● **What to produce**: Output the data below in full, character for character.

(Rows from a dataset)
● ● ● ● ●
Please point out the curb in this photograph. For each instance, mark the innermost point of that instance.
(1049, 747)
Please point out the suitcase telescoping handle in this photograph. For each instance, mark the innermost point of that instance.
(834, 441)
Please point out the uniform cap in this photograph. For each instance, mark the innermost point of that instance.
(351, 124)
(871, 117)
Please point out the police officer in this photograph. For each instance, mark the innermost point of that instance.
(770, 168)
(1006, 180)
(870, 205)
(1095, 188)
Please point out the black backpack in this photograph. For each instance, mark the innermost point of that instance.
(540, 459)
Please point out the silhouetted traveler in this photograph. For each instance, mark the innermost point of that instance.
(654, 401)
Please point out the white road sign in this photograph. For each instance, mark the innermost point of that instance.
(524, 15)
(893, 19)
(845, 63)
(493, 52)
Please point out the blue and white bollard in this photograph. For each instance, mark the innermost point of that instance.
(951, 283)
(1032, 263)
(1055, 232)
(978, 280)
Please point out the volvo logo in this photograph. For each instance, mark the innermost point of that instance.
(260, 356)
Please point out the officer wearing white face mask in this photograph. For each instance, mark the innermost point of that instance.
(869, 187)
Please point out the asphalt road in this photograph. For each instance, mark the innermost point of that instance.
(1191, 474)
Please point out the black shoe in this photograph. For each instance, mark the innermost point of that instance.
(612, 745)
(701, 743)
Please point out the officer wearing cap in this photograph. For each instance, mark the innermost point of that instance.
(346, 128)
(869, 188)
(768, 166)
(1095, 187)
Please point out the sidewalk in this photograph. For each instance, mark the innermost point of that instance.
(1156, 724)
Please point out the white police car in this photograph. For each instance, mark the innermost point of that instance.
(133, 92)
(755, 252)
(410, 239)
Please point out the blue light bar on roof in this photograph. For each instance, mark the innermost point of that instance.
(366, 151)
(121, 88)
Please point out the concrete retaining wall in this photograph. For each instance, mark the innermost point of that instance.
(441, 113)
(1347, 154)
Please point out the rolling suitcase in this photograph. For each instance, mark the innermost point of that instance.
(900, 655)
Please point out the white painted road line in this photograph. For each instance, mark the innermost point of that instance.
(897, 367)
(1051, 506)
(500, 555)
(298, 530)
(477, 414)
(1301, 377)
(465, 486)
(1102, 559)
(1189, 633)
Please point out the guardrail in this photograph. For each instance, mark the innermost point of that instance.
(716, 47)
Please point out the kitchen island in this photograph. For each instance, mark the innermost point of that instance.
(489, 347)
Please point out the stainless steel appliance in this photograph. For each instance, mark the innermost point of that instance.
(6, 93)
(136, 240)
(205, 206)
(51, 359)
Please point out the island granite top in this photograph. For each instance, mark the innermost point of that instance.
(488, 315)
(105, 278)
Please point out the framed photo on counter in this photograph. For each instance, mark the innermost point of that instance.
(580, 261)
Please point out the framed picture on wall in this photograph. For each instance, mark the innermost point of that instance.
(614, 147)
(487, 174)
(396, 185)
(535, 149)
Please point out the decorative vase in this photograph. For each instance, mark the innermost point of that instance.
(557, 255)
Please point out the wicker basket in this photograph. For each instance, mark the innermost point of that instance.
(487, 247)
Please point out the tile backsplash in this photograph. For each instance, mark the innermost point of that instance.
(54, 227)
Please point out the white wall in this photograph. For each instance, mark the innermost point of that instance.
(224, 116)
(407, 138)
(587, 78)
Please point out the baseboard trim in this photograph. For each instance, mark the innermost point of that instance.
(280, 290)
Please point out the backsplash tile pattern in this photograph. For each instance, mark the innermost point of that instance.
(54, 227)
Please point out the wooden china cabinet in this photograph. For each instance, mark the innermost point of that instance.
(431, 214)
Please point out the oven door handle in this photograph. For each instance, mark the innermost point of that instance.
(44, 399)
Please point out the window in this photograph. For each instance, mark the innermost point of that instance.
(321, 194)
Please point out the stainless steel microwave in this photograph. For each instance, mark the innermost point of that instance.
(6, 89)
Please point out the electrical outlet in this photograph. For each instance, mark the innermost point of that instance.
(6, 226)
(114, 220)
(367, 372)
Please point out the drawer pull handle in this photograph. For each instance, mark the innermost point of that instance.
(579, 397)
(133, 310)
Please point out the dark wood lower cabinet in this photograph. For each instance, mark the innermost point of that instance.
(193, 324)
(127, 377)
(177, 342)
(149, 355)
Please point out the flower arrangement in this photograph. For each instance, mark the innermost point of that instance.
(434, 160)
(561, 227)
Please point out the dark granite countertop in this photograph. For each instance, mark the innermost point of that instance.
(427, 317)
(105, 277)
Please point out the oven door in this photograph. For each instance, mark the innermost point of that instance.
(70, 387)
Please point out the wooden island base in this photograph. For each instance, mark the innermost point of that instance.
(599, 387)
● ● ● ● ●
● **The response**:
Please point out the curb in this photograph. For each instance, mark the innermost point of that instance.
(1049, 747)
Please point out the suitcase telescoping handle in this photograph. For each instance, mark the innermost point of that instance.
(834, 441)
Please point out the uniform cap in this photograph. For each instance, mark the innermost point of that instance.
(351, 124)
(871, 117)
Please point out the police officer in this photograph. For each instance, mark the innermost point of that instance.
(770, 168)
(1006, 180)
(870, 205)
(1095, 188)
Please point out the black backpack in this photograph. For each instance, mark the innermost point of that instance.
(540, 459)
Please point out the silhouetted traveler in this photograph. For each instance, mark the innermost point of that instance.
(654, 401)
Please point out the white road sign in this photograph. For each instance, mark the innermost point of that instance.
(524, 15)
(893, 19)
(845, 63)
(493, 52)
Please point out the blue and white bollard in this photograph. For each instance, mark the innermost point of that instance.
(951, 283)
(1032, 263)
(1055, 232)
(978, 280)
Please point out the volvo logo in this photograph. For each instance, mark the innermost point of that instance.
(260, 356)
Please point out the officer wearing white face mask in this photograph. For each instance, mark the innermost point of that instance.
(869, 187)
Please point out the asphalt road in this photograph. For each instance, mark the innermost point of that instance.
(1191, 474)
Please point out the black shoe in this photograph. For each instance, mark the innermost point of that instance.
(612, 745)
(701, 743)
Please point out the officer wearing cap in this photograph. For each instance, mark the innermost point of that instance.
(346, 128)
(869, 188)
(768, 166)
(1095, 187)
Please point out the sidewalk in this photograph. For each instance, mark the innermost point of that instance.
(1156, 724)
Please point out the white police car in this photograph. For each instance, mark the innermost point of that instance.
(133, 92)
(755, 252)
(410, 239)
Please point out the blue light bar on roof in this photograph. For each instance, mark the innermost point of that instance.
(366, 151)
(121, 88)
Please point out the concrete retaining wall in this photograph. For each instance, mark the innermost point of that instance.
(441, 113)
(1347, 154)
Please point out the rolling suitcase in this photograph. For each instance, mark the innermost point of that instance.
(900, 655)
Please point out the white painted road line in this photograph. For each instance, mark the innermost point of that instance.
(897, 367)
(1051, 506)
(500, 555)
(298, 530)
(477, 414)
(1301, 377)
(465, 486)
(1102, 559)
(1189, 633)
Please point out the guardrail in this photograph. For each instance, mark the innermost point of that instance.
(716, 47)
Please point out the kitchen island in this photograph. For each instance, mark the innermost point of that instance.
(489, 347)
Please point out the stainless steel appliance in this photograph. For each instance, mark the innermost point of that instance.
(6, 93)
(136, 240)
(205, 206)
(51, 359)
Please point out the island granite top in this photograph. For each instance, mark the innermost point of that instance.
(488, 315)
(105, 278)
Please point out the framed photo on counter in this photograph. For each instance, mark the innermost point of that instance.
(580, 261)
Please point out the framed picture on wall in this photograph. For each instance, mark the innermost point of that instance.
(614, 147)
(487, 174)
(396, 185)
(535, 149)
Please point out the decorative vase in this photograph. For each instance, mark the innermost point of that instance.
(557, 255)
Please point out the wicker basket in this photograph. For each instance, mark the innermost point of that instance.
(487, 247)
Please point out the tile backsplash in this photograph. For each instance, mark the innermost point of that instance.
(54, 227)
Please point out the white wall in this photograph. For each instance, mark the innermost point of that instance.
(224, 116)
(407, 138)
(587, 78)
Please point out the baseboard trim in this photograph. For each instance, mark the innermost point of that instance.
(280, 290)
Please point out the backsplash tile pattern in this photograph. For each instance, mark the innermost point of that instance.
(54, 227)
Please point out the wooden china cabinet in this photograph. For each instance, mark the innermost point of that instance.
(431, 214)
Please point out the oven door handle in this photograph. For each instance, mark the innermost point of that instance.
(44, 399)
Please point out the window in this photograph. For each instance, mark the innermost point of that instance.
(321, 194)
Please point out the stainless steel microwave in this photograph. For each instance, mark the innermost point of that instance.
(6, 89)
Please point out the electrical outlet in this photograph. For each instance, mark the innermost point of that instance.
(6, 226)
(114, 220)
(367, 372)
Please point out the drawer pull handle in this photograph. For each instance, mark the innermost point of that instance.
(579, 397)
(133, 310)
Please point out the dark wood lower cabinet in this photograph. For each instance, mark the innermost point of that instance.
(193, 324)
(127, 377)
(177, 342)
(149, 355)
Please point out the flower arrangement in this photograph. For each instance, mark the innermost point of that instance.
(434, 160)
(561, 227)
Please point out the dark granite countertop in this photograph. For each instance, mark the innermost point of that instance.
(427, 317)
(105, 277)
Please point out the oven door in this photograph. For each instance, mark the innermost point of that instance.
(70, 387)
Please point out the wooden island base in this photograph. For each instance, mark the innermost point of that instance.
(599, 387)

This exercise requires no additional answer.